:: Extracted records

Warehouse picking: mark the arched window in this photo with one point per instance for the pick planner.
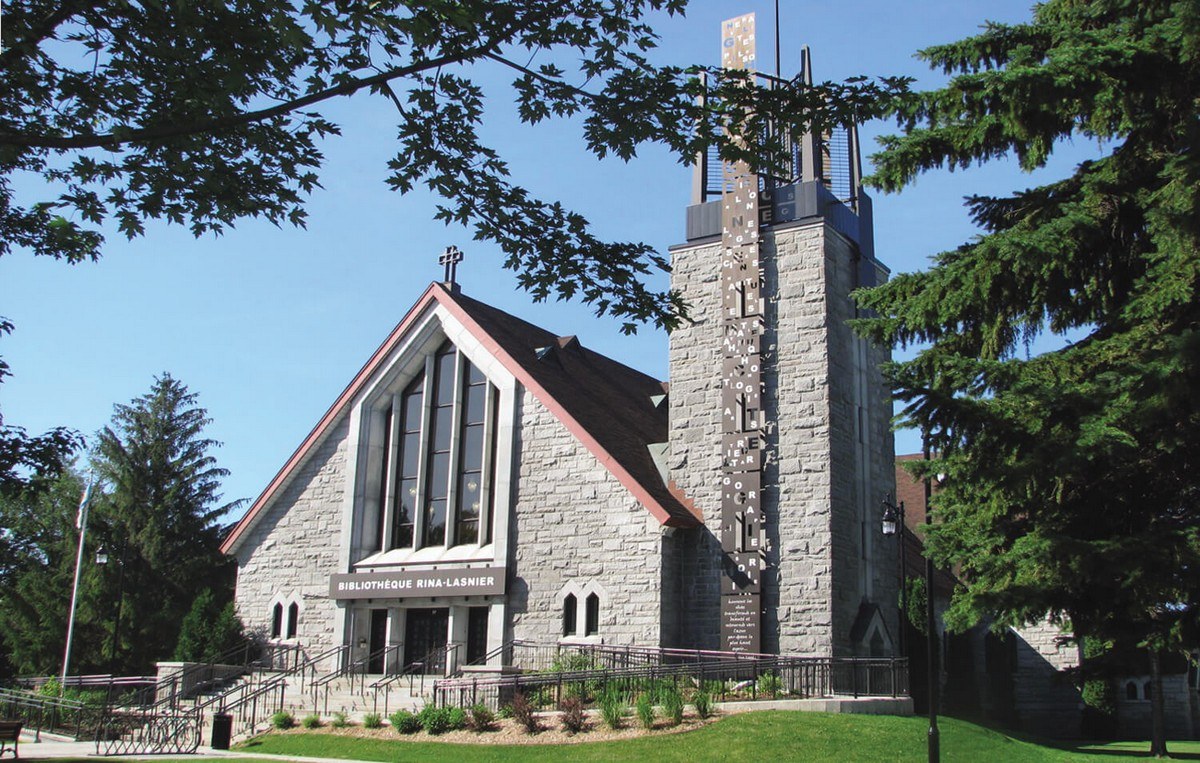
(570, 607)
(593, 616)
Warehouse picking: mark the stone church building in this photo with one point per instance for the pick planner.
(483, 479)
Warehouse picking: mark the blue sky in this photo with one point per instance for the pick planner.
(269, 324)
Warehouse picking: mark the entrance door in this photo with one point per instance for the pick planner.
(477, 635)
(426, 630)
(378, 641)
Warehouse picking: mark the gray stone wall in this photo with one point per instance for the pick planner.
(1179, 708)
(293, 550)
(695, 376)
(574, 521)
(1045, 697)
(820, 491)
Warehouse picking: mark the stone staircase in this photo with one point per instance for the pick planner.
(305, 695)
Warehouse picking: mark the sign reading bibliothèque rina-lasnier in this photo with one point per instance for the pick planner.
(400, 583)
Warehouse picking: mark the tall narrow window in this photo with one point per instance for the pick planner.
(383, 476)
(441, 436)
(570, 606)
(593, 616)
(408, 466)
(442, 430)
(471, 454)
(493, 427)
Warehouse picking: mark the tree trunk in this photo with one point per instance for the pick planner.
(1157, 726)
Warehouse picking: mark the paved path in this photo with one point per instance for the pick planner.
(49, 749)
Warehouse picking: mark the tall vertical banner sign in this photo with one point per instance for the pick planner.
(742, 308)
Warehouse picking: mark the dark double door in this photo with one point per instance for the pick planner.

::::

Given instruction. Rewrite all of the lines above, requests included, and scale every coordinate in the answers by 2.25, rounding each result to a whole number with halves rounded up. Leave out the pictures.

Finished answer.
Warehouse picking: mark the arched window in this photo with one point per instance for the pick planner.
(1283, 1366)
(1334, 1386)
Warehouse picking: mark the stone church building in this photo with one point per instance for the pick planner.
(1087, 1078)
Warehouse picking: mark the blue sky in this photo with one point per instance for the pick planner.
(605, 729)
Warehouse picking: mark the entrance door in this photo with one point per instance for the pick planner.
(1073, 1429)
(959, 1418)
(851, 1442)
Warehouse picking: mark the gray stone wall in this photo with one point per instance for the pick planner.
(2653, 1593)
(659, 1238)
(1564, 846)
(1292, 1172)
(2351, 1568)
(1845, 1105)
Warehouse picking: mark the stone staircase in this photo with one point per instance for the pick planner.
(686, 1564)
Warehouse picking: mark the sign reading bibliothèque rina-lasnier in this photo with one point per instance for the pick planner.
(900, 1312)
Warehouse picking: mark the tall narrow window in this photo with one point per instance for the pick planner.
(862, 1071)
(992, 981)
(1283, 1364)
(1334, 1386)
(918, 1049)
(995, 968)
(1060, 1022)
(1109, 961)
Warehouse picking: mark the tree trunk in this photo with one point per instance for the pick planner.
(2603, 1634)
Warehouse picking: mark the paved path in this photo with one point per instance for the pick planner.
(110, 1685)
Warehouse picking: mark the tall vertical banner sign in this photo with one point per instance for the pick planner.
(1670, 693)
Warehouse picking: mark the dark double door in this photo with one point per instance for the pick planner.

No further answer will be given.